STEWART: Well, it sells very well. I am on a book tour right now. So, I have been going into many cities with my newest book, which is "Martha Stewart's Cooking School."

We have had a phenomenal turnout at the book signings, and people thanking me...

CAVUTO: How many books have you written?

STEWART: Well, we have published -- Martha Stewart Living has published, under my name, 66 books. And I personally have written, I think -- I think this is the 33rd, something like that, a lot books.


CAVUTO: ... Stephen King every down moment?

STEWART: Oh, up in the attic at night...

CAVUTO: Right. Right.

STEWART: ... with the oil burning, yes.

But, no, this is a really good book. And it is apropos to the times, because it is refreshing your cooking skills. It is teaching you cooking skills, so that you can make, on your budget, a decent, delicious, nutritious meal.

CAVUTO: Well, that -- one of your strengths has been appealing to people in all price points...


CAVUTO: ... from the Wal-Mart...



CAVUTO: ... and all the way up.

How is that working out, because we're hearing, up the food chain, it's hurting?

STEWART: It's working well.

________________

• Exercise task A:
Repeat word for word the part of the interview that begins at the words "CAVUTO: How many" and stops after "delicious, nutritious meal.".
• Exercise task B:
Say whether each statement agrees with the interview, answering yes or no and quoting the words that decide it: (i) Stewart says Martha Stewart Living has published 66 books under her name. (ii) Stewart says she is currently on a book tour. (iii) Stewart says turnout at her book signings has been low.
• Exercise task C:
List every word Stewart uses in the interview to describe the meal you can make on your budget.
The items have no connection to the interview.

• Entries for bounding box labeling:
________________

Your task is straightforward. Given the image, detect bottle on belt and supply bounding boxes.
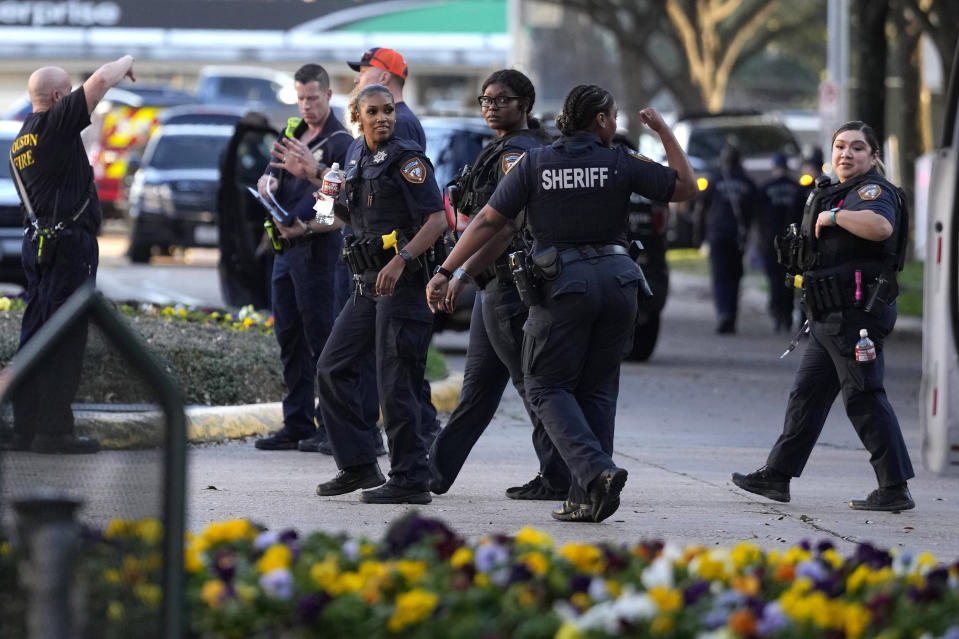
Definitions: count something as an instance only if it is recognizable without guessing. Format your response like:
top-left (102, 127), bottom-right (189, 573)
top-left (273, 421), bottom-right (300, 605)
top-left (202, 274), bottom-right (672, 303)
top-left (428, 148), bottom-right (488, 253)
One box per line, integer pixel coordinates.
top-left (313, 162), bottom-right (343, 224)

________________

• Worked answer A:
CAVUTO: How many books have you written?

STEWART: Well, we have published -- Martha Stewart Living has published, under my name, 66 books. And I personally have written, I think -- I think this is the 33rd, something like that, a lot books.


CAVUTO: ... Stephen King every down moment?

STEWART: Oh, up in the attic at night...

CAVUTO: Right. Right.

STEWART: ... with the oil burning, yes.

But, no, this is a really good book. And it is apropos to the times, because it is refreshing your cooking skills. It is teaching you cooking skills, so that you can make, on your budget, a decent, delicious, nutritious meal.

• Worked answer B:
(i) Yes: "Martha Stewart Living has published, under my name, 66 books."
(ii) Yes: "I am on a book tour right now."
(iii) No: "We have had a phenomenal turnout at the book signings"

• Worked answer C:
decent, delicious, nutritious